GIVEN TASK
Copy every line of the items below word for word, leaving out the pictures.

==================================================

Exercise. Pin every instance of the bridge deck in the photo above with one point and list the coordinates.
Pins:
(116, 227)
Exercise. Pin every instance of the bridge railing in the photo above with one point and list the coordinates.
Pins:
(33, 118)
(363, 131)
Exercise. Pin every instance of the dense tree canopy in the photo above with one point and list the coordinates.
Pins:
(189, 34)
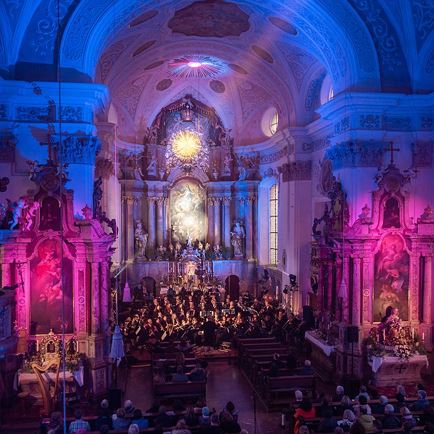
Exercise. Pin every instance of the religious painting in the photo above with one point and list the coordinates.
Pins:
(391, 214)
(50, 214)
(391, 280)
(51, 290)
(187, 211)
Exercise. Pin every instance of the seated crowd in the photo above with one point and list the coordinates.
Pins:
(177, 419)
(203, 315)
(364, 414)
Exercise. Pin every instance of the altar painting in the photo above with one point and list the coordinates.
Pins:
(51, 281)
(187, 211)
(391, 281)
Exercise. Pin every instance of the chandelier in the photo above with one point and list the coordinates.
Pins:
(186, 150)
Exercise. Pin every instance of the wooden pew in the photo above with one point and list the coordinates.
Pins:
(172, 390)
(276, 387)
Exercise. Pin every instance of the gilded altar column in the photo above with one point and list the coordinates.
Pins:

==================================================

RESPONSE
Exercise. Pin every instance of the bridge deck in the photo above with one point and list the coordinates.
Pins:
(116, 227)
Exercise. Pin every instance of the bridge railing in the photo above with one point and list the coordinates.
Pins:
(33, 118)
(363, 131)
Exercise. Pin every instance of the dense tree canopy in the photo above with one point and list the coordinates.
Pins:
(189, 34)
Exercise. Pin every instance of the religious painting in the photo above with one point and list the coordinates.
Pins:
(391, 214)
(50, 214)
(391, 280)
(51, 290)
(187, 211)
Exercise. Pin every instance of the seated crowd in the photo above with one point and list the coordinates.
Pins:
(177, 419)
(203, 315)
(364, 414)
Exercise. Pin every instance of the altar painting in the photo above with one point and list the coordinates.
Pins:
(51, 281)
(187, 211)
(391, 281)
Exercise. Pin every instance of the chandelier in the photo above with one point and list the coordinates.
Pins:
(186, 150)
Exercise. Pin every instance of the wooden pew in the photo above with one point and list the coordinates.
Pins:
(172, 390)
(276, 387)
Exercise. Pin every instance of the gilded altar column in the photo above with one point and list the coordinates.
Pins:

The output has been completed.